What you have to do
Search the records below for the word "parked", then return every line where it appears.

Extracted information
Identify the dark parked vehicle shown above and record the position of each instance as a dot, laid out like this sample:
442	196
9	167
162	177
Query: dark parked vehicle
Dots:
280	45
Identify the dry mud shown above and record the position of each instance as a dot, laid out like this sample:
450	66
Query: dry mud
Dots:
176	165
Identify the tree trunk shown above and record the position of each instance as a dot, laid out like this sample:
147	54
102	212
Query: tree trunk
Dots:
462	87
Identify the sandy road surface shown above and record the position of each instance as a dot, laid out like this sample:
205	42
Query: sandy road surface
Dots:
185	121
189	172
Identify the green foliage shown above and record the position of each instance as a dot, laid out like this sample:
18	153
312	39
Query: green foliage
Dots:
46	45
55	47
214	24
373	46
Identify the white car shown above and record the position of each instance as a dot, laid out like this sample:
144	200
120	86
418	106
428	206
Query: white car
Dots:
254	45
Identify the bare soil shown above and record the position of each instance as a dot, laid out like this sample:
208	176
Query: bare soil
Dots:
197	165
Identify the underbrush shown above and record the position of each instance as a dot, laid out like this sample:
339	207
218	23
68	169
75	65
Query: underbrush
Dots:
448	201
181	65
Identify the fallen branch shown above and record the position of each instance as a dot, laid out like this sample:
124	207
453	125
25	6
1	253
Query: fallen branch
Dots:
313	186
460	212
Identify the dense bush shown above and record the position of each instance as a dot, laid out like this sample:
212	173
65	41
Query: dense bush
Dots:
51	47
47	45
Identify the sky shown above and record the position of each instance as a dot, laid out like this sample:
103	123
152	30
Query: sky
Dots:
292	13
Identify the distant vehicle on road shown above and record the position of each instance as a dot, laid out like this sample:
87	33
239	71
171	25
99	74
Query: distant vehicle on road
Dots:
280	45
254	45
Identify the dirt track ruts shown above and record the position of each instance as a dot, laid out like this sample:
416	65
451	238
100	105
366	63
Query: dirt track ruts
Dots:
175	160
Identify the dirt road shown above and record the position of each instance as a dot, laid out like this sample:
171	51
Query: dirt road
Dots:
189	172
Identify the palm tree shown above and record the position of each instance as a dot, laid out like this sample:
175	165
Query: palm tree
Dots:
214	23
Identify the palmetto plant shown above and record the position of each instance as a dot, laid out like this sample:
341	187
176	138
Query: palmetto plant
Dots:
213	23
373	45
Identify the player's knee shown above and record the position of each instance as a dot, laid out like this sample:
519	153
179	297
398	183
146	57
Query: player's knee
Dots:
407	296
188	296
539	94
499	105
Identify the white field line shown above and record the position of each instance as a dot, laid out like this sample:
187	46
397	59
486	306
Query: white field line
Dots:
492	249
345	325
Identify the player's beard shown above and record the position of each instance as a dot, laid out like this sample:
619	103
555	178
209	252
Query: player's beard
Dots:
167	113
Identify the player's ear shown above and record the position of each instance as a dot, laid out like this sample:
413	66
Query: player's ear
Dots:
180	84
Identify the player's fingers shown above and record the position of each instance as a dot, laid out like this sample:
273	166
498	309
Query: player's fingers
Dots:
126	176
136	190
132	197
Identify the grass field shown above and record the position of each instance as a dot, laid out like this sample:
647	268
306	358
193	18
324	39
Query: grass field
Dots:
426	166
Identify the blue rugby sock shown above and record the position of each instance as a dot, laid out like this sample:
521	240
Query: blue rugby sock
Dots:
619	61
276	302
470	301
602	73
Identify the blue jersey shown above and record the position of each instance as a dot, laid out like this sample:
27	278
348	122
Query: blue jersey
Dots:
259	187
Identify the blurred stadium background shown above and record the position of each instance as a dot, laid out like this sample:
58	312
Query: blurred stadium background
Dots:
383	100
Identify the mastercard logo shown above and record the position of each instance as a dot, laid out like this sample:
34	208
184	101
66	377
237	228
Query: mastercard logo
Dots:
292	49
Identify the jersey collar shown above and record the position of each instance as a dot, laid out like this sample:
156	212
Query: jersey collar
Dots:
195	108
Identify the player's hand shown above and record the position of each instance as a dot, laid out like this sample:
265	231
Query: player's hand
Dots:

Solution below
Identify the dark parked vehicle shown above and record the position of each instance as a dot, laid out like this sample:
Query: dark parked vehicle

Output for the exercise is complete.